BEGIN Material provided
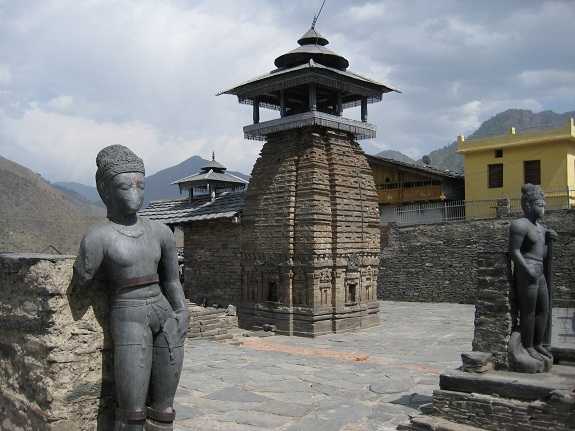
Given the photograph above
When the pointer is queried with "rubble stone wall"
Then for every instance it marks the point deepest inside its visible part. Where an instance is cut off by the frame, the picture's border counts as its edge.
(212, 262)
(493, 314)
(55, 361)
(439, 262)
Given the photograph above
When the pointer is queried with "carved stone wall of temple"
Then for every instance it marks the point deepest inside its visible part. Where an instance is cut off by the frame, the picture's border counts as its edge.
(310, 236)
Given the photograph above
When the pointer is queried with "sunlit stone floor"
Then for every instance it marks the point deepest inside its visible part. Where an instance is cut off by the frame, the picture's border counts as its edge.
(368, 380)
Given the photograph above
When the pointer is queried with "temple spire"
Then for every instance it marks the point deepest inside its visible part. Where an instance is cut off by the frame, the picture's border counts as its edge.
(317, 15)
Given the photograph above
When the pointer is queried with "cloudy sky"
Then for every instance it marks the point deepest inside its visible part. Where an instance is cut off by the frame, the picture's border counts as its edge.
(77, 75)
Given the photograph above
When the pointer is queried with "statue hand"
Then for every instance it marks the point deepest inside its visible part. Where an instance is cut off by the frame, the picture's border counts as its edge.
(183, 319)
(532, 274)
(552, 234)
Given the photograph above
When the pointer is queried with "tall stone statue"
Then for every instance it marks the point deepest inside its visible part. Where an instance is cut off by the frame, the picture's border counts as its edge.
(529, 247)
(137, 260)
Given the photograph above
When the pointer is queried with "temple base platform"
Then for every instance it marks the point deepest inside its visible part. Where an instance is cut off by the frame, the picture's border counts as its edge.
(502, 401)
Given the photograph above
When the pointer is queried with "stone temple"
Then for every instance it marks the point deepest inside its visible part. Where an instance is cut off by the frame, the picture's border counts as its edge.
(310, 225)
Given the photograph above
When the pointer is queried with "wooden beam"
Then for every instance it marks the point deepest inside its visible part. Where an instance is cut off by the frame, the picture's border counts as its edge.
(282, 103)
(312, 97)
(364, 109)
(256, 111)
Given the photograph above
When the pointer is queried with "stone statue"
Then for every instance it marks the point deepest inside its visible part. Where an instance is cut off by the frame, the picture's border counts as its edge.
(529, 248)
(137, 260)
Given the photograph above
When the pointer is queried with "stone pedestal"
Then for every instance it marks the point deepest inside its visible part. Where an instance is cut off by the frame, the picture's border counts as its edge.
(55, 363)
(489, 396)
(310, 236)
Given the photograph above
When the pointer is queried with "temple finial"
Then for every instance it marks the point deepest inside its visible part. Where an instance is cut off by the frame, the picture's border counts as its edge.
(317, 15)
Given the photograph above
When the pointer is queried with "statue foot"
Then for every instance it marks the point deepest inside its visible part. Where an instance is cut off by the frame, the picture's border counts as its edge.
(547, 358)
(520, 359)
(543, 351)
(535, 354)
(160, 420)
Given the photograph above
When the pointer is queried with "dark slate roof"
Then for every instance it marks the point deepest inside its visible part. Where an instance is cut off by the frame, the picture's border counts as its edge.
(422, 169)
(179, 211)
(311, 65)
(211, 176)
(313, 36)
(212, 164)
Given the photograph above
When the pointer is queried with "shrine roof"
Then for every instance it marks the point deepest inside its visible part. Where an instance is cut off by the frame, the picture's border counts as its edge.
(310, 66)
(178, 211)
(421, 169)
(211, 175)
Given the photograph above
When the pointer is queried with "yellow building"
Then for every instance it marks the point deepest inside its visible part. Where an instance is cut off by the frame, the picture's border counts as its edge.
(497, 166)
(411, 193)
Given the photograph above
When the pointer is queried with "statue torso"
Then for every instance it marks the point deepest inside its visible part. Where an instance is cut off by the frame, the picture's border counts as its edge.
(131, 252)
(533, 246)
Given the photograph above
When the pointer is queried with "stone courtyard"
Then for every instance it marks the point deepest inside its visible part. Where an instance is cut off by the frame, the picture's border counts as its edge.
(368, 380)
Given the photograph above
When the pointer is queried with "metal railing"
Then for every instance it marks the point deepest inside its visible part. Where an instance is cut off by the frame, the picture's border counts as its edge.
(449, 211)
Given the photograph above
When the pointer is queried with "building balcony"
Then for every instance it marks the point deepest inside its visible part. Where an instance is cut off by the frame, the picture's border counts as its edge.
(259, 131)
(388, 196)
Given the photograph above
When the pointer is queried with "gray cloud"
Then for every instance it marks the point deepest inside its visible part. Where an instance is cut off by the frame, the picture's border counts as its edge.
(76, 75)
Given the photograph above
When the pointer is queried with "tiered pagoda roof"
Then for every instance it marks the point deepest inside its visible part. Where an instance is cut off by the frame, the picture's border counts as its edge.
(287, 89)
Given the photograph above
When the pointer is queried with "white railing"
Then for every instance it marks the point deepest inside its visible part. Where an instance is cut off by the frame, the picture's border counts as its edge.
(440, 212)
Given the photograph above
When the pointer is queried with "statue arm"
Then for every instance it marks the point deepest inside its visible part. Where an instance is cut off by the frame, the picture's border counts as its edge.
(170, 280)
(169, 271)
(516, 237)
(88, 261)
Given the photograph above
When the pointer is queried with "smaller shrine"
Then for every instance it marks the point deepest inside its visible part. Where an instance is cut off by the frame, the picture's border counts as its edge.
(212, 180)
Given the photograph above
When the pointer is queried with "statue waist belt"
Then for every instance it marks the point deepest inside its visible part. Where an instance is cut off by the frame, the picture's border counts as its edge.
(136, 281)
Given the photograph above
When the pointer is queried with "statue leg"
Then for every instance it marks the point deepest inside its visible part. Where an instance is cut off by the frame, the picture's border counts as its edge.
(527, 298)
(132, 365)
(165, 376)
(541, 318)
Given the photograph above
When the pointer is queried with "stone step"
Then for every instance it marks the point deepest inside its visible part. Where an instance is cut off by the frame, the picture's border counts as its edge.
(435, 423)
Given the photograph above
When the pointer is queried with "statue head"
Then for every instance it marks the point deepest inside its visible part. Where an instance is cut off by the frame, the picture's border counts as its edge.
(532, 200)
(120, 180)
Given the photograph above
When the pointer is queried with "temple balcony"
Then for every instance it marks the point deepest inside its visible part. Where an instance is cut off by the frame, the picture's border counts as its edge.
(360, 129)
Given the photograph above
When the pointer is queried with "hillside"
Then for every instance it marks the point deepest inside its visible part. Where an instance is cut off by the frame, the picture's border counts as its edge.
(158, 185)
(521, 119)
(87, 193)
(36, 217)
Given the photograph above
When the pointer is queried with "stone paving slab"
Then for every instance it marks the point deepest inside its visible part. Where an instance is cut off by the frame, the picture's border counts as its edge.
(370, 380)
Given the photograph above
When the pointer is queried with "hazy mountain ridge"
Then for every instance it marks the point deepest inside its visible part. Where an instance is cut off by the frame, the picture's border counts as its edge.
(37, 217)
(158, 186)
(521, 119)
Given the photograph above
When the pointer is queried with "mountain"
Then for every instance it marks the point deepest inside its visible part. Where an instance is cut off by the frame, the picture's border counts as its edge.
(158, 186)
(521, 119)
(396, 155)
(37, 217)
(88, 193)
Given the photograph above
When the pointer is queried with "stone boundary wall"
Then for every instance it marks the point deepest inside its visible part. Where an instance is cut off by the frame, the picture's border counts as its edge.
(439, 262)
(493, 310)
(212, 256)
(55, 361)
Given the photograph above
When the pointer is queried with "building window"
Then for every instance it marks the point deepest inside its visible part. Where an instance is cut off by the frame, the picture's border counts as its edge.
(496, 175)
(532, 171)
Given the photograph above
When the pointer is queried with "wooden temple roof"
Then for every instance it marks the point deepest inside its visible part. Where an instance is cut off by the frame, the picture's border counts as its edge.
END Material provided
- Exercise -
Looking through the data above, copy out each line in which the string "building" occurs.

- Solution below -
When the pointer is queried with "yellow building"
When the pointer is queried with "building balcony"
When the pointer is queried with "building window"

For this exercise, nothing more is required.